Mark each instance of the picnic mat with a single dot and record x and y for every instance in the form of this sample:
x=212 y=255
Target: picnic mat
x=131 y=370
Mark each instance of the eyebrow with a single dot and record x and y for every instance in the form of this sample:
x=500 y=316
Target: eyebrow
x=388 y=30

• [Challenge]: Output the lines above as a numbered list, leaving out any blank lines.

• [Result for this exercise]:
1. Mark each instance of the picnic mat with a single dot and record x and y for every instance in the form of this sample:
2. x=212 y=255
3. Target: picnic mat
4. x=131 y=370
5. Mark each instance of the eyebrow with a single dot and record x and y for every instance in the form of this sample:
6. x=500 y=316
7. Target: eyebrow
8. x=388 y=30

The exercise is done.